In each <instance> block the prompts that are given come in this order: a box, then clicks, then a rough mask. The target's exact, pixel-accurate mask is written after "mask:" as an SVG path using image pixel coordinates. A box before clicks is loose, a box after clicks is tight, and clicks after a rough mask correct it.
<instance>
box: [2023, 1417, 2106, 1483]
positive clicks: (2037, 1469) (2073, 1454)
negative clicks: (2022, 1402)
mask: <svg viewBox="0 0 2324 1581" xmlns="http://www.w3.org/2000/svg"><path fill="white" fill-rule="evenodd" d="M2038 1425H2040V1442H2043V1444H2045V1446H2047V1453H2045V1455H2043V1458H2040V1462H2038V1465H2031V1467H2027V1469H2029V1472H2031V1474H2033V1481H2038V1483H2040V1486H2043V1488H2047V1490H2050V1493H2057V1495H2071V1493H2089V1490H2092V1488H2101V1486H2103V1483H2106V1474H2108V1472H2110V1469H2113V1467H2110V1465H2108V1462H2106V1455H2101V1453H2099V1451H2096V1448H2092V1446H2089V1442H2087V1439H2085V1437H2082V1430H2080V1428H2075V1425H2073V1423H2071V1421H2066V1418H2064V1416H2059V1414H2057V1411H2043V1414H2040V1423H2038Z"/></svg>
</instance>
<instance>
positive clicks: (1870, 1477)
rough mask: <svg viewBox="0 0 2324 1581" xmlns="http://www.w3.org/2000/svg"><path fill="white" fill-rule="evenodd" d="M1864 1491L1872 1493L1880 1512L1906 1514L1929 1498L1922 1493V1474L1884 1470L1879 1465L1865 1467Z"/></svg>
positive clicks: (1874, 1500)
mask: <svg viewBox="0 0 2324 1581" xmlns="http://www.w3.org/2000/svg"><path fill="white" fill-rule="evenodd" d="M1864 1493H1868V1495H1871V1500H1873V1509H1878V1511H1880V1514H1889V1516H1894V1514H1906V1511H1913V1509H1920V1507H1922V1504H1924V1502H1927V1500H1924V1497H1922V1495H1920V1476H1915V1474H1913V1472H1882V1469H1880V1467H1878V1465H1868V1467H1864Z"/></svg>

◆ ◆ ◆

**Task:**
Every line that contains the string "rough" should be copied from the entries.

**The completed task:**
In each <instance> block the prompts that are given come in this order: a box, then clicks, then a rough mask. The target's exact, pixel-accurate mask is written after "mask:" as an SVG path using image pixel coordinates. A box before clicks is loose, a box after clicks is tight, and clicks after a rough mask correct it.
rough mask: <svg viewBox="0 0 2324 1581" xmlns="http://www.w3.org/2000/svg"><path fill="white" fill-rule="evenodd" d="M1864 1491L1872 1493L1880 1512L1906 1514L1929 1498L1922 1493V1474L1884 1470L1879 1465L1865 1467Z"/></svg>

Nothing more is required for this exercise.